──────── Alıntı ────────
Fikirler üretip, toplumu aydınlatıyor, yol gösterip yol açıyorsak eğer; “düşünebilen insanız”dır. Sevinmek, ağlamak gibidir düşünebilmek. Beyni çalıştırır, kalbi sızlatır. En güzel yanımızdır da diyebilirim. Hele toplumu aydınlatıyor, yön verip yol gösterebiliyorsak işte o zaman “düşünebilmenin ”gururunu yaşarız. İnsan oluruz.

Bu yanımız, bazen de yolu kapatabiliyor. Hatta uçuruma da sürükleyebiliyor bizleri. Tabi ki, bu düşünce, çevremizde olup biten olumsuzluklar, kişiler yahut okuduğumuz yazılar veya kitaplardan da kaynaklanabiliyor. Kısacası buna da “olumsuz düşünce” diyebiliriz.

Olumlu ya da, olumsuz nasıl olursa olsun; eğer, tek yönlü bir düşünce yapımız, fikrimiz var ise bu bizi, görüşü tek, egosu yüksek birisi yapmaz mı? Ki, bu yönümüz bizi “saplantılı” biri de yapar aynı zamanda. At gözlüğü takılı, yalnızca önümüzü görür hale geliriz. Olup bitenden bihaber oluruz.
────────
Yönergeler —
(A) Düşünme üzerine alıntıya göre tek yönlü bir düşünce yapısı bizi aynı zamanda nasıl biri yapar?
(B) Düşünme üzerine alıntıyı son cümlesinden sonra sürdürün.
──────── Gösterilen Veriler ────────
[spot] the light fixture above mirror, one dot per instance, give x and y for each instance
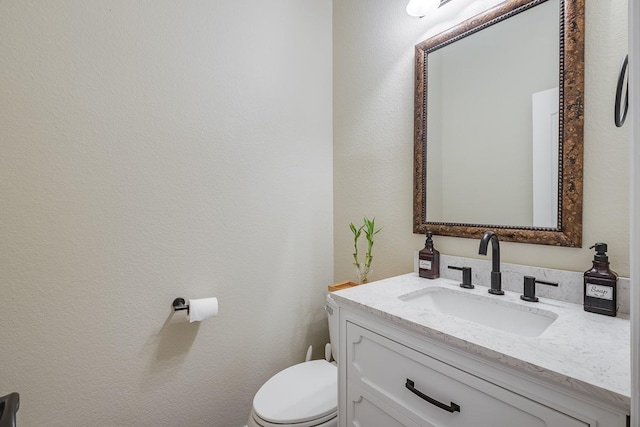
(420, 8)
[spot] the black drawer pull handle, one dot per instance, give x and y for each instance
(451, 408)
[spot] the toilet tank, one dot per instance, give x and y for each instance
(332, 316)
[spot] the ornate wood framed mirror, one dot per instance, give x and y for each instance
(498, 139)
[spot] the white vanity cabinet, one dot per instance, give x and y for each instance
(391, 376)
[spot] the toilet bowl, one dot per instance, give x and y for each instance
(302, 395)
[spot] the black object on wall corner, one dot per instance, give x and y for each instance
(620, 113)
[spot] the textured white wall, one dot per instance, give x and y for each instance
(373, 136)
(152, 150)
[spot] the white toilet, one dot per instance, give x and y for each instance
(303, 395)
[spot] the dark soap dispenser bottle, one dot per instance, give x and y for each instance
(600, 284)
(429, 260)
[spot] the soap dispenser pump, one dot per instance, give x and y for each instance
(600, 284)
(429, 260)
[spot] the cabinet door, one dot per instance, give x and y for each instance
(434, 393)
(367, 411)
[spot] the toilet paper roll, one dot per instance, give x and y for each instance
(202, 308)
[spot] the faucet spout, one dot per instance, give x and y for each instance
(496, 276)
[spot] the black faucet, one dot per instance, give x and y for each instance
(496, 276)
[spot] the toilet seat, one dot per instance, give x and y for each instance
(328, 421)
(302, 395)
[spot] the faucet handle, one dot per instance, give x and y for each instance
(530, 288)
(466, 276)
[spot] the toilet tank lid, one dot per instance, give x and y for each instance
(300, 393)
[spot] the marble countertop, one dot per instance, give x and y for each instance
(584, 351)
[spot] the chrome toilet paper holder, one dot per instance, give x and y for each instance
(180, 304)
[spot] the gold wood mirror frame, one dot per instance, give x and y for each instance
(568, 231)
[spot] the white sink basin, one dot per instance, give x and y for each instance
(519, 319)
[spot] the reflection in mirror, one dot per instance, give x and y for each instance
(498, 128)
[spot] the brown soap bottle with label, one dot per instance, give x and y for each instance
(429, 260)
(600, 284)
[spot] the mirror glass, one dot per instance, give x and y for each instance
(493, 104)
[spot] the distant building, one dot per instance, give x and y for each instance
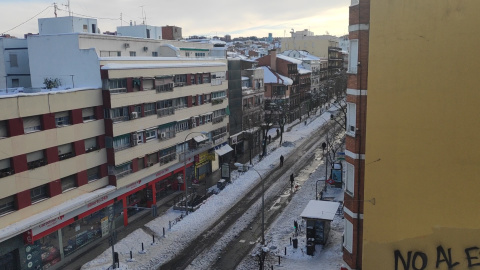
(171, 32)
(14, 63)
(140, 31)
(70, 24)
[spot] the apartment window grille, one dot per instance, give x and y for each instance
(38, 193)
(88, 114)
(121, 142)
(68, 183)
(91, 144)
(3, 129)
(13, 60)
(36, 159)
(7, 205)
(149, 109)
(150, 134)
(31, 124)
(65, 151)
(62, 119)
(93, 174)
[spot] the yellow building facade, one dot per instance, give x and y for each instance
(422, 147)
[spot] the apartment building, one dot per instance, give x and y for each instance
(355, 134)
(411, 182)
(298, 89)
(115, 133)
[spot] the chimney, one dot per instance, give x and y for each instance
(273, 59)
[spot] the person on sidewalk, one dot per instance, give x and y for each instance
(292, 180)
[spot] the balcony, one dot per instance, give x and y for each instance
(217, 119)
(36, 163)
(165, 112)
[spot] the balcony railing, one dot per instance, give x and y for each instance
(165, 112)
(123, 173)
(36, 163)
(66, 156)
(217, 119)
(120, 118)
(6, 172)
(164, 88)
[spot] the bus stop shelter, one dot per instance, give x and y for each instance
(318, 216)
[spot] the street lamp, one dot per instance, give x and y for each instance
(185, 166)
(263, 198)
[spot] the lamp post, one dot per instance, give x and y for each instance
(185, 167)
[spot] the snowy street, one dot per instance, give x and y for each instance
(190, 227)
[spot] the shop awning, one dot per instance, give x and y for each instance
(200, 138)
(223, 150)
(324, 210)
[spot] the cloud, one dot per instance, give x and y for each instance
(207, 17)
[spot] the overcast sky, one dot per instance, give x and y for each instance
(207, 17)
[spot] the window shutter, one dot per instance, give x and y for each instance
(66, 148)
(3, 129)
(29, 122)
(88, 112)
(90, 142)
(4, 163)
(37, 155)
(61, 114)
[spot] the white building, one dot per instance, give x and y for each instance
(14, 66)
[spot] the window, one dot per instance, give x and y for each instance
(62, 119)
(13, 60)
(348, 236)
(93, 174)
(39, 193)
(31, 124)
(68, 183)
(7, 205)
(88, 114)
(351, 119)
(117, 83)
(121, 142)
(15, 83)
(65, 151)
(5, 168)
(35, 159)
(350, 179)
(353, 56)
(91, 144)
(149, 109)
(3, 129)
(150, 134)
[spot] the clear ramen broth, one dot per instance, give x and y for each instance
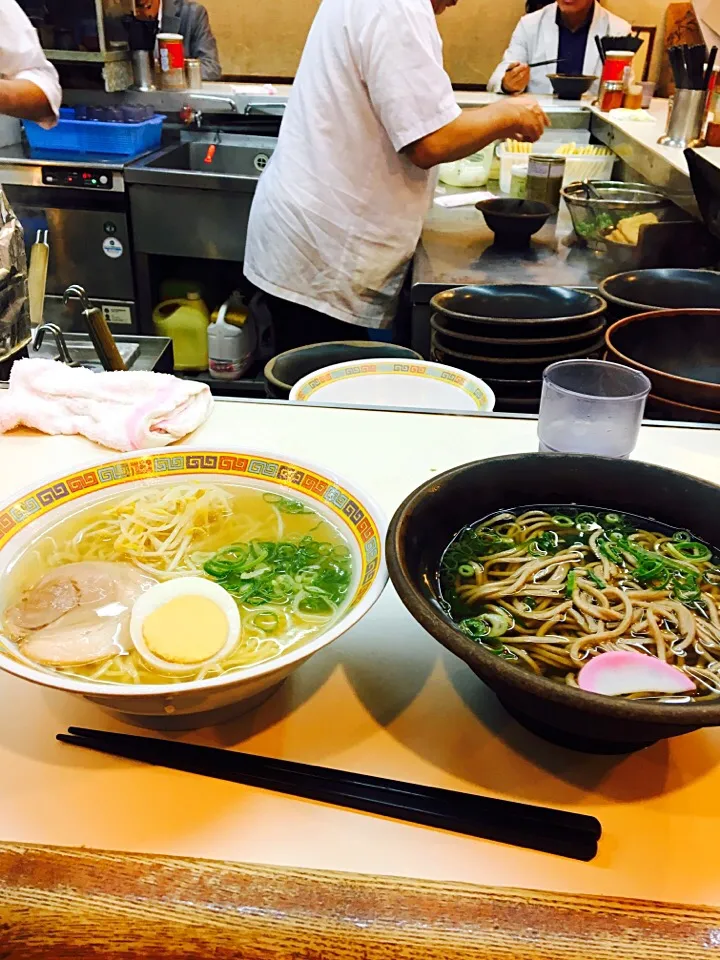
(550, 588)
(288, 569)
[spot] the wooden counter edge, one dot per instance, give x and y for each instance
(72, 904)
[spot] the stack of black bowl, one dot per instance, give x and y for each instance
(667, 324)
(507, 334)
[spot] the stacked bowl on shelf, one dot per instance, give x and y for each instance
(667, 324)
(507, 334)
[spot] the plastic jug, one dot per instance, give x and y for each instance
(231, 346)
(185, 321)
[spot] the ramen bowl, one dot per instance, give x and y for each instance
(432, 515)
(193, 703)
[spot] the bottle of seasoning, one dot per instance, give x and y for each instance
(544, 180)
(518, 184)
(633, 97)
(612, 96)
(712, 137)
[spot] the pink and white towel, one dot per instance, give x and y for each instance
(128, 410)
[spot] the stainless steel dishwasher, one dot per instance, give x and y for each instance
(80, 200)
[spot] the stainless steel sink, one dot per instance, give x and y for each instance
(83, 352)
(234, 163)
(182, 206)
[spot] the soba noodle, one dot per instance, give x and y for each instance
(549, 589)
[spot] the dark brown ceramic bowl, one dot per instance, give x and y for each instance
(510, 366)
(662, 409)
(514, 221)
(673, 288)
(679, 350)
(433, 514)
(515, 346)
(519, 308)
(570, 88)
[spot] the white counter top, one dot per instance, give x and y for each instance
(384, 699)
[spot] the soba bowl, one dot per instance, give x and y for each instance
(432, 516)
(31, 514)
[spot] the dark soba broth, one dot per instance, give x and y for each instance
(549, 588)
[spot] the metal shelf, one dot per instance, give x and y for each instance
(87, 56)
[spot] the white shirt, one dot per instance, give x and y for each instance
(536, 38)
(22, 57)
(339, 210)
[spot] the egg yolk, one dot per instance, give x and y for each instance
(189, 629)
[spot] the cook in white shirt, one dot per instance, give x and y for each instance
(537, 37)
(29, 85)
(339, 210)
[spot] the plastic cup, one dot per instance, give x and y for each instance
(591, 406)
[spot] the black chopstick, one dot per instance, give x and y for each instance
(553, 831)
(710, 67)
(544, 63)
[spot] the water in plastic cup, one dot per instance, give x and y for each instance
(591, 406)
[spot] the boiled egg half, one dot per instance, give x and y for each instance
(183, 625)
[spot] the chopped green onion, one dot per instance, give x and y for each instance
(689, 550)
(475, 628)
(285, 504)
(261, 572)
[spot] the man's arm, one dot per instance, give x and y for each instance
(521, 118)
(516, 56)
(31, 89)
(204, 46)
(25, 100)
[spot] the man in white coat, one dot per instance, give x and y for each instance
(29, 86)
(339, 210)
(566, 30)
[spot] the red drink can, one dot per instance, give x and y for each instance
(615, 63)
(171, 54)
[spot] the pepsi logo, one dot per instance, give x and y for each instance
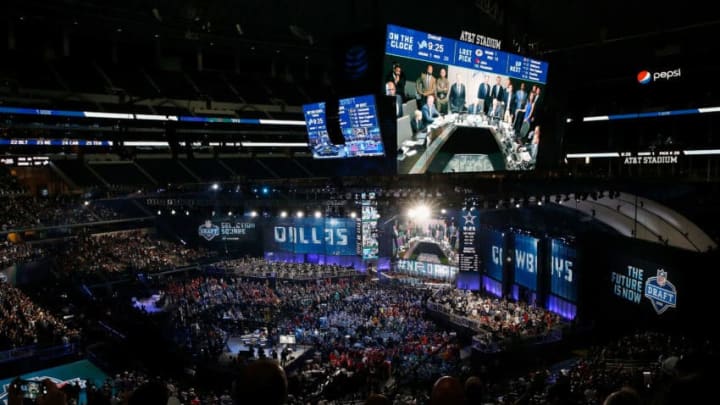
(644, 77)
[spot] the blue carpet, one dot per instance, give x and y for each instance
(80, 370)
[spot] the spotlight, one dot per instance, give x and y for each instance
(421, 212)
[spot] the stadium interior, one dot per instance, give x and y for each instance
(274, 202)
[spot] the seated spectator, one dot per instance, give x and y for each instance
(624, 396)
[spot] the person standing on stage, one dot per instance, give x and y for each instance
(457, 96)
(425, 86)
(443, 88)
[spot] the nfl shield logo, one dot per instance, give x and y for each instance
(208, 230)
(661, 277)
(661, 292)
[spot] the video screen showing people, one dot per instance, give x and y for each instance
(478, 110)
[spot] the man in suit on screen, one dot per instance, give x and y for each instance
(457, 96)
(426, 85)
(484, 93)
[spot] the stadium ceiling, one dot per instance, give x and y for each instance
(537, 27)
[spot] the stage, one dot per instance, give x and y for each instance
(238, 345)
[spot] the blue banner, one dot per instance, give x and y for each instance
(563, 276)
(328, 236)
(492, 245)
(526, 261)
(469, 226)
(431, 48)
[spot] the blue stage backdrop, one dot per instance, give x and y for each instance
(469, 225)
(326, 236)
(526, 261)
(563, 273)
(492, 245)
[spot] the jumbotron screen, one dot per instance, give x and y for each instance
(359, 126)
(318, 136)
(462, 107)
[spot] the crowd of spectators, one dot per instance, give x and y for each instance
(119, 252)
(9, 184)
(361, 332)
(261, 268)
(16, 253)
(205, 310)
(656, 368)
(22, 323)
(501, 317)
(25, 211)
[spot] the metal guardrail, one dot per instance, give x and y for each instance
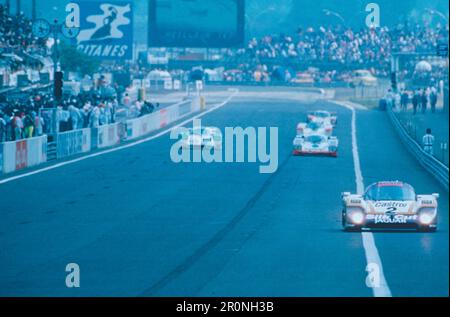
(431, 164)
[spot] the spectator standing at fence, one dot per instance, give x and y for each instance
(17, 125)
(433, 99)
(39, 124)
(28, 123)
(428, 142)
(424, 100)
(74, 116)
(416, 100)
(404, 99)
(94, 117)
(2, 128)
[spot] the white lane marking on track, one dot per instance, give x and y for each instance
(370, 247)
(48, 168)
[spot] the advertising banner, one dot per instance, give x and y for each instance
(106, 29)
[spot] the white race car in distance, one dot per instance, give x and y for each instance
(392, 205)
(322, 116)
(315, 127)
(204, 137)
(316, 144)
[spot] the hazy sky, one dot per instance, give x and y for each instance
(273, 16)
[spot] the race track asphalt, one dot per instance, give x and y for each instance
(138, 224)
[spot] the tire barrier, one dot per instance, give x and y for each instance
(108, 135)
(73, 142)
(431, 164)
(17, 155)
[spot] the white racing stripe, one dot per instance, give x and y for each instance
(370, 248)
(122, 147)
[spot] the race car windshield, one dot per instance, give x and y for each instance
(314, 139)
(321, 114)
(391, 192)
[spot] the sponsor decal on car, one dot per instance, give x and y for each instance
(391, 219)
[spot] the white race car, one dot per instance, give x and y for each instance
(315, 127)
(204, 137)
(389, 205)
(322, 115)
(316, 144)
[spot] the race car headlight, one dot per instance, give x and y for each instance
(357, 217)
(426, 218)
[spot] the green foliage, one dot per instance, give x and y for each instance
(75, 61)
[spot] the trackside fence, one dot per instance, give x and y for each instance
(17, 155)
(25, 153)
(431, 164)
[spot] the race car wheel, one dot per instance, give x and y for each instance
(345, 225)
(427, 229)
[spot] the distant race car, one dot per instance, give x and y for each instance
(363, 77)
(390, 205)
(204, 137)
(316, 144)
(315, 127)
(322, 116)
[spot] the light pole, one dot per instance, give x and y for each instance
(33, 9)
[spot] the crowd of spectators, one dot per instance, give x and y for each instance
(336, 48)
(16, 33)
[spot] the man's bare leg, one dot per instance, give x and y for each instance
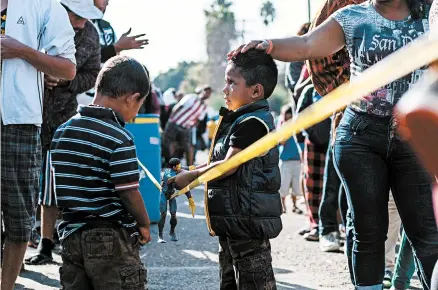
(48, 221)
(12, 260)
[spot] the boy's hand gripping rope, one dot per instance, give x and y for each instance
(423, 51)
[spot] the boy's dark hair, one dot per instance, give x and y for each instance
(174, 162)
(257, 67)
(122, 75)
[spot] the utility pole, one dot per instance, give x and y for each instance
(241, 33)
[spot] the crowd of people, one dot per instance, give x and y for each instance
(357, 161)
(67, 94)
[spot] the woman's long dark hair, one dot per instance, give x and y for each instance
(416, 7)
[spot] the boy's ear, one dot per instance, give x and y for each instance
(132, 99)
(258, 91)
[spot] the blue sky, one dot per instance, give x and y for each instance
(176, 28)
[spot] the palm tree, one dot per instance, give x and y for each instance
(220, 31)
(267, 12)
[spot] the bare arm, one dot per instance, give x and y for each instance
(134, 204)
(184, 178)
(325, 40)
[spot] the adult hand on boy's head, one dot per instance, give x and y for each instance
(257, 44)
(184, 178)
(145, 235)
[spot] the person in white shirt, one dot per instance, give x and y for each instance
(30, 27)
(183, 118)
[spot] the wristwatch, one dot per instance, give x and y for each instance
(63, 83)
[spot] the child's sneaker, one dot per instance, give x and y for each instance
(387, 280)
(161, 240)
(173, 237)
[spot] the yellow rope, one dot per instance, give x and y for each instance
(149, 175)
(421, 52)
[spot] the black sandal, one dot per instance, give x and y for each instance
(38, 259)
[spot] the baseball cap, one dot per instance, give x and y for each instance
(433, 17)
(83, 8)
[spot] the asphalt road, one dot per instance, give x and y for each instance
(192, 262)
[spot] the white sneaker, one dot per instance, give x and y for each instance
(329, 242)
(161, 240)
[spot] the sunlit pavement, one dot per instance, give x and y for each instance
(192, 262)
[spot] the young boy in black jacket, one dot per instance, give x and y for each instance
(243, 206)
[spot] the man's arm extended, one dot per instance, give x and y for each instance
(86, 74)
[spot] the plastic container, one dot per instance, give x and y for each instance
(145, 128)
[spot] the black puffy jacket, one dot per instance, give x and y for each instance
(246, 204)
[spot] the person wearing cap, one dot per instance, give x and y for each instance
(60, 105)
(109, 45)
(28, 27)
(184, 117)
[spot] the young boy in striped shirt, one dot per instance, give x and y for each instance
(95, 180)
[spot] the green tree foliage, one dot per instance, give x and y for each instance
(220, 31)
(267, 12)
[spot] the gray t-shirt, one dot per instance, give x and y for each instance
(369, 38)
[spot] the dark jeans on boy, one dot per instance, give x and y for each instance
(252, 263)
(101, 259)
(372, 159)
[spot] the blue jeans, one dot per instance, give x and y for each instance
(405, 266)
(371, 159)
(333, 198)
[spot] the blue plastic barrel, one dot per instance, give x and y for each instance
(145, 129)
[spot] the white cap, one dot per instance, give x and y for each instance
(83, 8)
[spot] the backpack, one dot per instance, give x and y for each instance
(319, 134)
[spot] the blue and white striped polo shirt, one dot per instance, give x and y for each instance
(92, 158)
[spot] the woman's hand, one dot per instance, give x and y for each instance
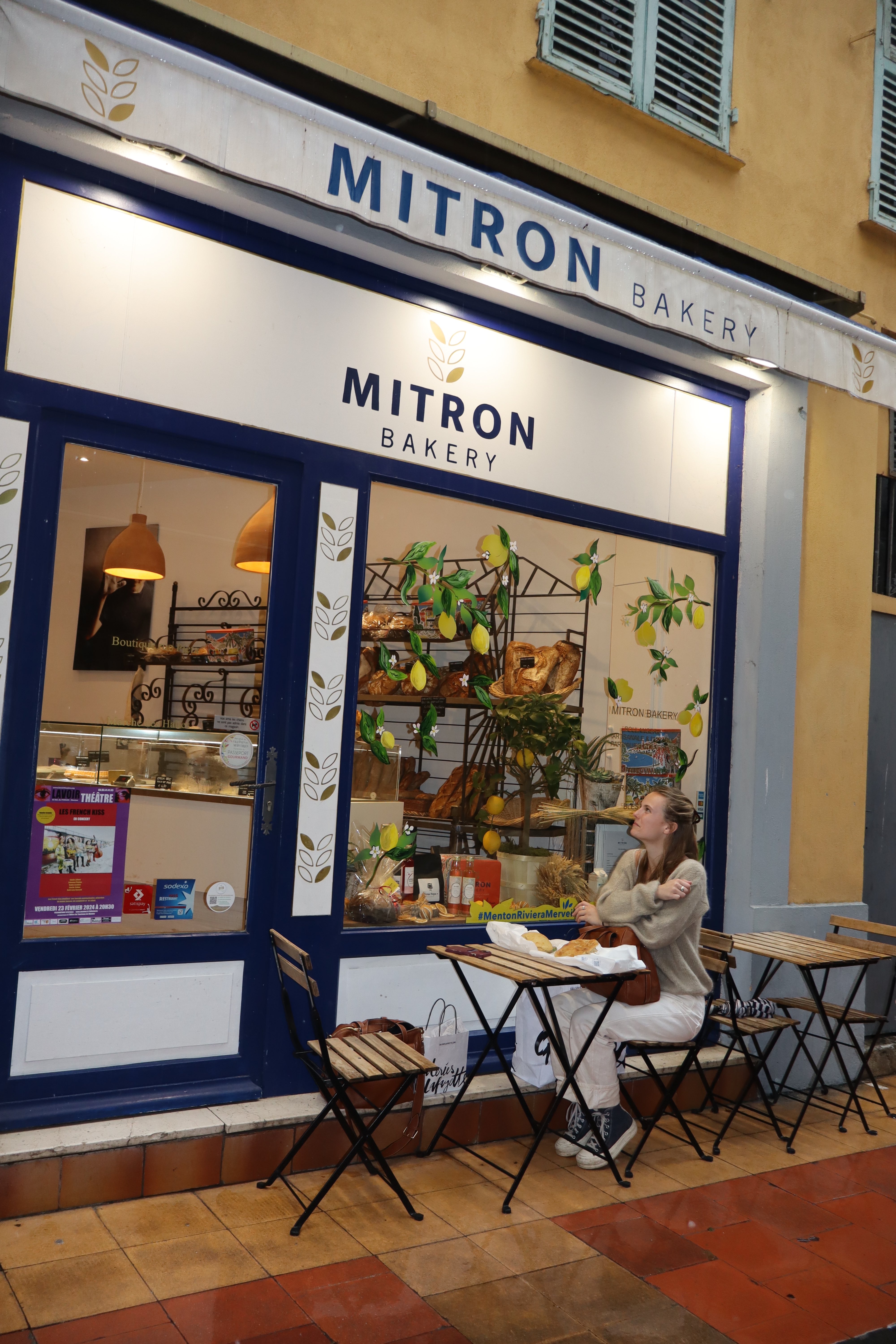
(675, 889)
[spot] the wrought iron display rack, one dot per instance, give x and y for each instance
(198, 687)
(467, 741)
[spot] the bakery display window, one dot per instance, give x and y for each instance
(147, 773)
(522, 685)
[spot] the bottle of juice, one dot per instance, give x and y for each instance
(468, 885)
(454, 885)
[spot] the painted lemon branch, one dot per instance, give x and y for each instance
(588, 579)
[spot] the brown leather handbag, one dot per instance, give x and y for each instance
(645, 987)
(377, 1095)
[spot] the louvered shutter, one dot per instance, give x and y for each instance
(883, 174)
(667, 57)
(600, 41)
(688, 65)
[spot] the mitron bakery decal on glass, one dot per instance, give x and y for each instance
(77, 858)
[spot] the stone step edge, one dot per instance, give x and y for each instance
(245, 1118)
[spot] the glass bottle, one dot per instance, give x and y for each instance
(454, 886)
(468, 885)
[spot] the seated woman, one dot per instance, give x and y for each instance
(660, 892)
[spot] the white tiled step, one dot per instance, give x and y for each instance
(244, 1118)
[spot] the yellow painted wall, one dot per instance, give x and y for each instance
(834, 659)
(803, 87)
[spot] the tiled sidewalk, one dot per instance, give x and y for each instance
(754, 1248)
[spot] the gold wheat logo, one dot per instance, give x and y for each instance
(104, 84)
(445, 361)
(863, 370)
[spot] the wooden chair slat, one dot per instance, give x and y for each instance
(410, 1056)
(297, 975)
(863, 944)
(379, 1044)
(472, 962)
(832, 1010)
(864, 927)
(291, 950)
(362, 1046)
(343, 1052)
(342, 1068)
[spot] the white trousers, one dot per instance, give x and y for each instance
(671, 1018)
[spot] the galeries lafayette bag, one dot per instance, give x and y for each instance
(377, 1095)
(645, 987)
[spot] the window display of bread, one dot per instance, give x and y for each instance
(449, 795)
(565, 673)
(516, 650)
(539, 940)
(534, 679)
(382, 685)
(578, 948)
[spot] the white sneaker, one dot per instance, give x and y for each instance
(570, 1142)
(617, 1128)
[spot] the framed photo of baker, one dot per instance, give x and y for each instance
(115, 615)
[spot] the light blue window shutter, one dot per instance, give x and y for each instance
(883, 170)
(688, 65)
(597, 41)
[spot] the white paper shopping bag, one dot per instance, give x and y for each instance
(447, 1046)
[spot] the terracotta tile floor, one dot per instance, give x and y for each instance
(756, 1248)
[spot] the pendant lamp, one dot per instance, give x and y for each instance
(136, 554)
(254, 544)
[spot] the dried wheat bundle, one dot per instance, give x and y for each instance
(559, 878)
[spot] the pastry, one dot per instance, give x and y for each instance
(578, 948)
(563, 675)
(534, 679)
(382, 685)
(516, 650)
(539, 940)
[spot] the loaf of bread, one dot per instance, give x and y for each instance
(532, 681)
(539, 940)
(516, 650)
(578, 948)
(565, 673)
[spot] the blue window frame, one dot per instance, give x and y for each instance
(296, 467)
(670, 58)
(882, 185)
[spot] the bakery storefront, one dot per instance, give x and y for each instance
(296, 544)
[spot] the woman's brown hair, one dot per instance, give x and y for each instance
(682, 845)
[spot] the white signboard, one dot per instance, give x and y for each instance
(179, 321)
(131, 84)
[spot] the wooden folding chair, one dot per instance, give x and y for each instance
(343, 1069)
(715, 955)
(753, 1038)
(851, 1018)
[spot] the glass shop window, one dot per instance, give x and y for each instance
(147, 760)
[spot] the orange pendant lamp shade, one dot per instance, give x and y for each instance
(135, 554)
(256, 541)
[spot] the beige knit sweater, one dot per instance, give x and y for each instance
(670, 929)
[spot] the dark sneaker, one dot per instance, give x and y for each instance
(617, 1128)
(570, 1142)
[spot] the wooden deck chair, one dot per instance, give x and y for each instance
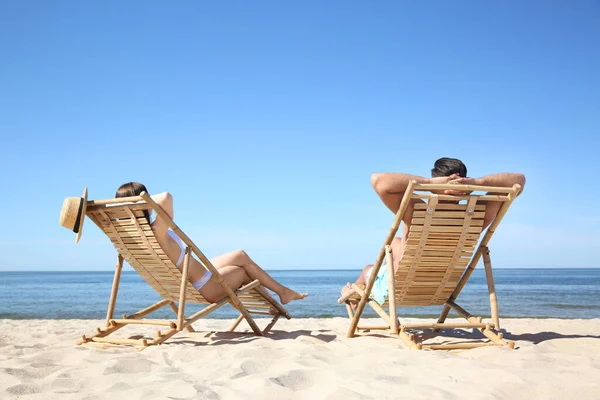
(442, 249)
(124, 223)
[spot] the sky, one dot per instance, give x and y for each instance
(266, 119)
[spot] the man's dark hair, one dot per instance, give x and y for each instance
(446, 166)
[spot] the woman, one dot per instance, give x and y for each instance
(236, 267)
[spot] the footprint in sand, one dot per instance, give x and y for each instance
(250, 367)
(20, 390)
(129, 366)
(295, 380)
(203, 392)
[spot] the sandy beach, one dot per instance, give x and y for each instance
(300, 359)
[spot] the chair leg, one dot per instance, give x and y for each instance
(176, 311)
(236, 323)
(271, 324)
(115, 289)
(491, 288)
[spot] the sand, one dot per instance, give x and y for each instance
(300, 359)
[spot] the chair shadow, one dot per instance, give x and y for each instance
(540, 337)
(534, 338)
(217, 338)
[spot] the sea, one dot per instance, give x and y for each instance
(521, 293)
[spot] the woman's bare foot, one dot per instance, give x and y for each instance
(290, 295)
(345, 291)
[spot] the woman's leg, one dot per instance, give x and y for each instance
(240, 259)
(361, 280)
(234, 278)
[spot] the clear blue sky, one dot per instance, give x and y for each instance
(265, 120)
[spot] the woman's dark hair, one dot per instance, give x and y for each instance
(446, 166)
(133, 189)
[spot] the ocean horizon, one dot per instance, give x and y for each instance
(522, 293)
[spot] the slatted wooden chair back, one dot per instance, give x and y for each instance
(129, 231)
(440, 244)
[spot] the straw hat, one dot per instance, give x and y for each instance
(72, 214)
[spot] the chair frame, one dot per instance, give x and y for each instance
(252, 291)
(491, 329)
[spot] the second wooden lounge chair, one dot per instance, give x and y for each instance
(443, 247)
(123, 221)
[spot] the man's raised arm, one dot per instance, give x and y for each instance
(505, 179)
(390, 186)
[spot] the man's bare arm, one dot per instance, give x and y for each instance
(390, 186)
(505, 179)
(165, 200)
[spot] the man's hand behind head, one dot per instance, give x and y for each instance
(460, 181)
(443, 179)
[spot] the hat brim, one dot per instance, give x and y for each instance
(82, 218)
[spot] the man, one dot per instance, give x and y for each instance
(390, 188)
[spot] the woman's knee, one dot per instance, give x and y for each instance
────────
Görev Yanıtları —
(A) Tek yönlü düşünce yapısı bizi aynı zamanda "saplantılı" biri yapar.

(B)
Düşüncelerdeki farklılık, renkliliktir, özgürlüktür. Demokrasinin olmazsa olmazlarındandır. Bunu en iyi anlatan, çok sevdiğim, değer verdiğim, icraatı ile üniversitemizin (Bülent Ecevit Üniversitesi) ufkunu açan, öğretim kalitesini artıran Rektörümüz Prof. Dr. Mahmut Özer’in: “Farklı düşünceden, görüşten, fikirden korkmamak gerek. Bilakis sevinilmeli. Çünkü bu farklılıklar zenginliğimizdir” sözleridir. Bu görüşe katılmamak mümkün mü? Bu söz, alkışlanmalı, desteklenmeli; gelecek kuşaklarımızın aydınlığı için...

Düşünün ki, aynı sandığa birlikte gidip; farklı görüşlerin temsilcilerine oy verip; kol kola yine birlikte geri dönebilmeyi başarmak… İşte bunun adı “çok renklilik”, saygı ve de zenginliktir. Bu böyle bilinmeli, inanılmalı ve istemeliyiz. Aksini yapmak, cezalandırmak, dışlamak kimseye bir şey kazandırmaz. Yalnızca, toplumumuzun karanlıkta kaybolmasına göz yumar, vicdanımızı sızlatırız o kadar...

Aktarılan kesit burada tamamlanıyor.